━━━━━ Material for the task ━━━━━

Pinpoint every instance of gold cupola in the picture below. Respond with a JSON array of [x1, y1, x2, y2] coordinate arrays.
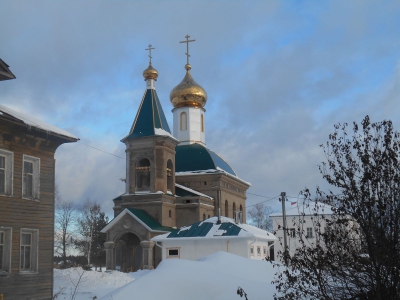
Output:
[[143, 63, 158, 80], [170, 35, 207, 109], [170, 64, 207, 108]]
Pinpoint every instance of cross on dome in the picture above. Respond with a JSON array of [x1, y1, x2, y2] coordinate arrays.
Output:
[[145, 44, 155, 64], [179, 35, 195, 65]]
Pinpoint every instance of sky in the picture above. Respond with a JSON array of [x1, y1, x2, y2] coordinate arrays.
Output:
[[1, 0, 400, 218]]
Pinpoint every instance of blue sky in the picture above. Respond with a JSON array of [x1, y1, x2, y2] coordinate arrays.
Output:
[[1, 0, 400, 216]]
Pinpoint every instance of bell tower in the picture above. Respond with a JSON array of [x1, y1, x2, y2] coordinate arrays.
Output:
[[121, 45, 178, 195]]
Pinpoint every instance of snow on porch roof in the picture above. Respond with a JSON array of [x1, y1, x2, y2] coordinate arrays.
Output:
[[0, 104, 78, 140], [101, 208, 174, 234], [152, 217, 277, 241]]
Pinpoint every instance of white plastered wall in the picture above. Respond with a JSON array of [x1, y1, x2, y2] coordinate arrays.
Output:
[[173, 107, 205, 145]]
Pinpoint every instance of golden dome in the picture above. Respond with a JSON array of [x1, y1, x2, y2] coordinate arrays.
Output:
[[143, 63, 158, 80], [170, 64, 207, 109]]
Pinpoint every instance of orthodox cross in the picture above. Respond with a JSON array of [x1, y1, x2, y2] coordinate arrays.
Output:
[[180, 35, 195, 64], [145, 44, 155, 64]]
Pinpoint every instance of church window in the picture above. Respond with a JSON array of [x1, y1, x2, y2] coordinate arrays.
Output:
[[203, 213, 206, 220], [169, 210, 172, 218], [167, 160, 173, 192], [240, 205, 243, 212], [167, 248, 180, 258], [250, 246, 254, 256], [136, 158, 150, 191], [180, 112, 187, 131], [204, 181, 207, 186], [257, 246, 261, 256], [208, 215, 210, 218], [201, 114, 204, 132], [225, 200, 229, 217], [232, 203, 236, 219]]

━━━━━

• What to do
Would you return the material above exactly, apart from its pictures?

• Answer to this exercise
Pinpoint every instance of gold cupola in the picture below. Respond with a JSON array of [x1, y1, x2, y2] coordinate arrays.
Output:
[[143, 63, 158, 80], [170, 35, 207, 109], [170, 64, 207, 108]]
Pinpoint every instance of cross on dome in the picture above. Respond with a JSON array of [x1, y1, x2, y2] coordinate arrays.
Output:
[[145, 44, 155, 64], [179, 35, 195, 65]]
Pinpoint every instance of sky in the picture above. Respond with a JSON array of [x1, y1, x2, y2] coordinate arrays.
Output:
[[1, 0, 400, 218]]
Pinpoint every instance of blue sky in the picture above. Respond with a JSON array of [x1, y1, x2, y2] coordinate arrays.
Output:
[[1, 0, 400, 216]]
Pinpoint every instance of bell tower in the picture above. Respond with a JSON array of [x1, y1, x2, y2] coordinate arrays.
Output:
[[121, 45, 178, 195]]
Pinpoint every instance of snow on porch roof in the picture above. Respond with a JSON array of [x1, y1, x2, y2] coordinate arrays.
Output:
[[0, 104, 78, 140], [101, 208, 174, 234], [152, 217, 277, 241]]
Pinpoint every instance of white plastered wall in the picture above. Respond with a JSON array of [x1, y1, x2, y2] coordinate arrays.
Output:
[[173, 107, 205, 145]]
Pinpoint every instance of golden dome in the picture above. Respond with a JSON array of [x1, y1, x2, y2] coordinate arrays.
Output:
[[143, 63, 158, 80], [170, 64, 207, 109]]
Pinpoint every instance of orthodox cross in the picture above. Respond with a JSON array of [x1, y1, x2, y2] coordinate arrays.
Output:
[[180, 35, 195, 64], [145, 44, 155, 64]]
Pinpoint every instance of church window in the picture above. Respond with a JSON array of [x1, y1, x2, y2] coordinate arrays.
Output:
[[203, 213, 206, 220], [169, 210, 172, 218], [167, 160, 173, 192], [240, 205, 243, 212], [167, 248, 180, 258], [250, 246, 254, 256], [136, 158, 150, 191], [180, 112, 187, 131], [204, 181, 207, 186], [257, 246, 261, 256], [208, 215, 210, 218], [201, 114, 204, 132], [225, 200, 229, 217], [232, 203, 236, 219]]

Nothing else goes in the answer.